■ Directions for this task
Rewrite every row below with "vertex pairs" replaced by "coordinate pairs", leaving everything else unchanged.

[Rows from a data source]
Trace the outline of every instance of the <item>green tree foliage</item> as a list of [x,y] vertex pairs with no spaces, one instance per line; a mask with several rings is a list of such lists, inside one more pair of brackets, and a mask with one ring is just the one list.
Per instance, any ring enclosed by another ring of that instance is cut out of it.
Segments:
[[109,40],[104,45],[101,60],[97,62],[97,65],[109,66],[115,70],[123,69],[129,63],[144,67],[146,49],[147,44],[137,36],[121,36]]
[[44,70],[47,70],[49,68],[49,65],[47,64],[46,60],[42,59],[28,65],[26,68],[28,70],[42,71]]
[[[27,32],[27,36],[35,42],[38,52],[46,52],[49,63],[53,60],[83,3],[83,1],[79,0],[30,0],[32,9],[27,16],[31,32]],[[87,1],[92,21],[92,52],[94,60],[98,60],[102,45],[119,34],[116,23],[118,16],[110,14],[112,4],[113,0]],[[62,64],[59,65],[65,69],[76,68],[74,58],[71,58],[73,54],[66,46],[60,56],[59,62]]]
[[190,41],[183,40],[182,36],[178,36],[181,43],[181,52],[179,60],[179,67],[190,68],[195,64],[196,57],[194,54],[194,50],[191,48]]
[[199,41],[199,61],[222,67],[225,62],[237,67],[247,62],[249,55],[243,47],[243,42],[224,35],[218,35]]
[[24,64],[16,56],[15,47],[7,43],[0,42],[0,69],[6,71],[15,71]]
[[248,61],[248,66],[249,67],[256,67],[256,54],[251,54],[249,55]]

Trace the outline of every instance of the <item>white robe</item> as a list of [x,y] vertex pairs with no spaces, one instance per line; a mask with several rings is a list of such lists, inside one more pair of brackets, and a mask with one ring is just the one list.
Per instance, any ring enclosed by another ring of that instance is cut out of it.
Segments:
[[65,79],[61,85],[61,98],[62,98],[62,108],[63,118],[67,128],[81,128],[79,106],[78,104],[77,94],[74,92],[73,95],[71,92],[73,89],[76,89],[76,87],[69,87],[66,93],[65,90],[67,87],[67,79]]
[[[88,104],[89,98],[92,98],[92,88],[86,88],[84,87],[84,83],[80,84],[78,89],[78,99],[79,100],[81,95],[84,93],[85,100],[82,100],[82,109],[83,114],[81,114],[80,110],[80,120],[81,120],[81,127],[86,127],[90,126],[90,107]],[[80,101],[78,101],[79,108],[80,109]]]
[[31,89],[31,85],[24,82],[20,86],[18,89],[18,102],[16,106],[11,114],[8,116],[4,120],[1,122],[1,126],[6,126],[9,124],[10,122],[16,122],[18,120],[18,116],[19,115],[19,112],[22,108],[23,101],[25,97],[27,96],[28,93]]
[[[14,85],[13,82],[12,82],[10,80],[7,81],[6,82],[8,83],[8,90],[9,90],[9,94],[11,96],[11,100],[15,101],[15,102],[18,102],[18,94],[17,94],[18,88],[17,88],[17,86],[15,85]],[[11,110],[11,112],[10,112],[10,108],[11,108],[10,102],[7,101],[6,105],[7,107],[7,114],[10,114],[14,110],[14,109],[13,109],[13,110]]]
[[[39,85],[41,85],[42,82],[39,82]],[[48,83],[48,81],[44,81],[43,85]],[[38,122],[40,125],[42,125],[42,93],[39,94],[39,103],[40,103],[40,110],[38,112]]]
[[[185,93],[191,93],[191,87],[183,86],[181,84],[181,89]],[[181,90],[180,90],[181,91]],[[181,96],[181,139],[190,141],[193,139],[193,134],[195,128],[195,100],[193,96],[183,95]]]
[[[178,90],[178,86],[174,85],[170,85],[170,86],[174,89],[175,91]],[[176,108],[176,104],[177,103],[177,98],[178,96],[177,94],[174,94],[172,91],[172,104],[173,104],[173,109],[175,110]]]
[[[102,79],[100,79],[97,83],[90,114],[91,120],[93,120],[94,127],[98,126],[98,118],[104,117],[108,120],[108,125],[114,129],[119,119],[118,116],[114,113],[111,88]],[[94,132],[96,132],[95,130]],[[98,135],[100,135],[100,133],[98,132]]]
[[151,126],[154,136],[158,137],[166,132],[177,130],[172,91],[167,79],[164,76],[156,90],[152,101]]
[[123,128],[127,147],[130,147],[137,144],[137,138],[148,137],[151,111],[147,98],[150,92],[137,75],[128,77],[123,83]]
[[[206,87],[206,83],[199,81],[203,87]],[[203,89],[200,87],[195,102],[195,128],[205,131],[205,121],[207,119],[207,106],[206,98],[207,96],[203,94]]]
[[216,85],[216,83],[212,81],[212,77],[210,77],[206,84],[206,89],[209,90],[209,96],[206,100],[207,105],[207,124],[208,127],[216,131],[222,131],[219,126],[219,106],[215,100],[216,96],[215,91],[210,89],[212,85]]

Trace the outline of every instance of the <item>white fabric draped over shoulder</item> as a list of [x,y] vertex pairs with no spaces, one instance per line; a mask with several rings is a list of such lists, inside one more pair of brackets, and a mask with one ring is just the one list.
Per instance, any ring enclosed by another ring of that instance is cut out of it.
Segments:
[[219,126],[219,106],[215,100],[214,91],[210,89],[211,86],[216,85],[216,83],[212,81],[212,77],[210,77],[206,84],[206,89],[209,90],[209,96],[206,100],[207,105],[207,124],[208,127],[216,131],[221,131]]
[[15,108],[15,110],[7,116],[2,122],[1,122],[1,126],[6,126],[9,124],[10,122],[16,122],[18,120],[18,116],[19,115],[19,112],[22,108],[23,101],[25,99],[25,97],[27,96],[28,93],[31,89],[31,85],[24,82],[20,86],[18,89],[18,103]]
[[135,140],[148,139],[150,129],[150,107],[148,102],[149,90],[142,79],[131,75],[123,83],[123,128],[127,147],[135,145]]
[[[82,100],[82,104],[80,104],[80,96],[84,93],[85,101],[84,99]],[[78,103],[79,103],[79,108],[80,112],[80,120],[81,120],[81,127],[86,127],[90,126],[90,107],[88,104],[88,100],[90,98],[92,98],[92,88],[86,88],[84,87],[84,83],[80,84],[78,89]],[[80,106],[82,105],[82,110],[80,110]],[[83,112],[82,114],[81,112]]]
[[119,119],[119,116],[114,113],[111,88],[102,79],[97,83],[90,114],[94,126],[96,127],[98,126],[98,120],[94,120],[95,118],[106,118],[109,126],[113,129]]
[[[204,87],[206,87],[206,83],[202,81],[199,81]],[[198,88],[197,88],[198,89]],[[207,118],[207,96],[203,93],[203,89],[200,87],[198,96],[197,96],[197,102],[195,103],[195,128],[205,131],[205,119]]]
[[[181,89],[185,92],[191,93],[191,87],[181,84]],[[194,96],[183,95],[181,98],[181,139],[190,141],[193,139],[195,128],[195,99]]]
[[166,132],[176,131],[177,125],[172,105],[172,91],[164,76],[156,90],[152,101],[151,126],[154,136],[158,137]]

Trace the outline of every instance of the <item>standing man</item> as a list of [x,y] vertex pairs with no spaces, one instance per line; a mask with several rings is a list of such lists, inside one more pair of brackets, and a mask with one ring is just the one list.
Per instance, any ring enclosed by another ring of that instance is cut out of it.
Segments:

■ Task solution
Trace the outline of every instance of the <item>green tree foliage</item> as a list of [x,y] coordinate pairs with no spaces, one instance per line; a mask with several rings is a list of such lists, inside one more pair of brackets, and a mask with one ring is just the one list.
Per instance, any ring enclosed by another ring of that instance is cut out of it.
Segments:
[[109,40],[104,45],[101,60],[97,62],[97,65],[109,66],[115,70],[123,69],[129,63],[144,67],[146,49],[147,44],[137,36],[121,36]]
[[44,70],[47,70],[49,68],[49,65],[47,64],[46,60],[42,59],[28,65],[26,68],[28,70],[42,71]]
[[[27,32],[27,36],[35,42],[38,52],[46,52],[49,63],[53,60],[83,3],[83,1],[79,0],[30,0],[32,9],[27,16],[31,32]],[[87,1],[92,21],[92,52],[94,60],[98,60],[102,45],[119,34],[116,23],[118,16],[110,14],[112,4],[113,0]],[[62,64],[59,65],[65,69],[76,68],[74,58],[71,58],[73,54],[66,46],[60,56],[59,62]]]
[[190,41],[183,40],[182,36],[178,36],[181,43],[181,52],[179,60],[179,67],[190,68],[195,64],[196,57],[194,54],[194,50],[191,48]]
[[199,41],[199,61],[222,67],[225,62],[237,67],[247,62],[249,55],[243,47],[243,42],[224,35],[218,35]]
[[24,64],[16,56],[15,47],[7,43],[0,42],[0,69],[6,71],[15,71]]
[[248,61],[248,66],[249,67],[256,67],[256,54],[251,54],[249,55]]

Trace the outline of every instance of the <item>white robe</item> as a list of [x,y] coordinate pairs with no spaces, one instance per line; a mask with several rings is a list of such lists, inside one more pair of brackets, and a mask with one ring is just the one list.
Per instance, any ring enclosed by another ring of that instance is cut out of it.
Segments:
[[65,79],[61,85],[61,98],[62,98],[62,108],[63,118],[67,128],[81,128],[79,106],[78,104],[77,94],[74,92],[73,95],[71,92],[73,89],[76,89],[76,87],[69,87],[66,93],[65,90],[67,87],[67,79]]
[[[88,104],[89,98],[92,98],[92,88],[86,88],[84,87],[84,83],[80,84],[78,89],[78,99],[79,100],[81,95],[84,93],[85,100],[82,100],[82,109],[83,114],[81,114],[80,110],[80,120],[81,120],[81,127],[86,127],[90,126],[90,107]],[[80,101],[78,101],[79,108],[80,109]]]
[[31,89],[31,85],[24,82],[20,86],[18,89],[18,102],[16,106],[11,114],[8,116],[4,120],[1,122],[1,126],[6,126],[9,124],[10,122],[16,122],[18,120],[18,116],[19,115],[19,112],[22,108],[23,101],[25,97],[27,96],[28,93]]
[[[14,85],[13,82],[12,82],[10,80],[7,81],[6,82],[8,83],[8,90],[9,90],[9,94],[11,96],[11,100],[15,101],[15,102],[18,102],[18,94],[17,94],[18,88],[17,88],[17,86],[15,85]],[[11,110],[11,112],[10,112],[10,108],[11,108],[10,102],[7,101],[6,105],[7,107],[7,114],[10,114],[14,110],[14,109],[13,109],[13,110]]]
[[[39,85],[41,85],[42,82],[39,82]],[[48,83],[48,81],[44,81],[43,85]],[[38,122],[40,125],[42,125],[42,93],[39,94],[39,103],[40,103],[40,110],[38,112]]]
[[[185,93],[191,93],[191,87],[183,86],[181,84],[181,89]],[[181,90],[180,90],[181,91]],[[181,96],[181,139],[190,141],[193,139],[193,134],[195,128],[195,100],[193,96],[183,95]]]
[[[178,90],[178,86],[174,85],[170,85],[170,86],[174,89],[175,91]],[[176,108],[176,104],[177,103],[177,98],[178,96],[177,94],[174,94],[172,91],[172,104],[173,104],[173,109],[175,110]]]
[[[102,79],[100,79],[97,83],[90,114],[91,120],[93,120],[94,127],[98,126],[98,118],[104,117],[108,120],[108,125],[114,129],[119,119],[118,116],[114,113],[111,88]],[[94,132],[96,132],[95,130]],[[98,135],[100,135],[100,133],[98,132]]]
[[151,126],[154,136],[158,137],[166,132],[177,130],[172,91],[167,79],[164,76],[156,90],[152,101]]
[[123,128],[127,147],[130,147],[137,144],[137,138],[148,137],[151,111],[147,98],[150,92],[137,75],[128,77],[123,83]]
[[[206,87],[206,83],[199,81],[203,87]],[[203,89],[200,87],[195,102],[195,128],[205,131],[205,121],[207,119],[207,106],[206,98],[207,96],[203,94]]]
[[216,85],[216,83],[212,81],[212,77],[210,77],[206,84],[206,89],[209,90],[209,96],[206,100],[207,105],[207,124],[208,127],[216,131],[222,131],[219,126],[219,106],[215,100],[216,96],[215,91],[210,89],[212,85]]

Trace the outline of every instance of the <item>white fabric draped over shoulder</item> as a list of [x,y] coordinate pairs with no spaces, one instance per line; a mask with several rings is a list of such lists, inside one more pair of brackets, and a mask with one ring is just the one list.
Per instance, any ring enclosed by another ring of that instance is cut out of it.
Segments:
[[219,126],[219,106],[215,100],[214,91],[210,89],[211,86],[216,85],[216,83],[212,81],[212,77],[210,77],[206,84],[206,89],[209,90],[209,96],[206,100],[207,105],[207,124],[208,127],[216,131],[221,131]]
[[15,108],[15,110],[7,116],[2,122],[1,122],[1,126],[6,126],[9,124],[10,122],[16,122],[18,120],[18,116],[19,115],[19,112],[22,108],[23,101],[25,99],[25,97],[27,96],[28,93],[31,89],[31,85],[24,82],[20,86],[18,89],[18,103]]
[[135,140],[148,139],[150,129],[150,107],[148,102],[149,90],[142,79],[131,75],[123,83],[123,128],[127,147],[135,145]]
[[[82,100],[82,104],[80,104],[80,96],[84,93],[85,101],[84,99]],[[78,103],[79,103],[79,108],[80,112],[80,120],[81,120],[81,127],[86,127],[90,126],[90,107],[88,104],[88,100],[90,98],[92,98],[92,88],[86,88],[84,87],[84,83],[80,84],[78,89]],[[80,106],[82,105],[82,110],[80,110]],[[83,112],[82,114],[81,112]]]
[[119,119],[119,116],[114,113],[111,88],[102,79],[97,83],[90,114],[94,126],[96,127],[98,126],[98,120],[94,120],[95,118],[106,118],[109,126],[113,129]]
[[[204,87],[206,87],[206,83],[202,81],[199,81]],[[198,88],[197,88],[198,89]],[[207,118],[207,96],[203,93],[203,89],[200,87],[198,96],[197,96],[197,102],[195,103],[195,128],[205,131],[205,119]]]
[[[181,89],[185,92],[191,93],[191,87],[181,84]],[[194,96],[183,95],[181,98],[181,139],[190,141],[193,139],[195,128],[195,99]]]
[[166,132],[176,131],[177,125],[172,105],[172,91],[164,76],[156,90],[152,101],[151,126],[154,136],[158,137]]

Trace the outline of every instance of the <item>standing man</item> as a list of [x,y] coordinate pairs with no spaces, one instance per line; a mask with several rings is a list of such lists, inside one more pair of brackets, and a mask with one ring is just the one list.
Per instance, any ring enclosed by another ring of that instance is cut out of it.
Segments:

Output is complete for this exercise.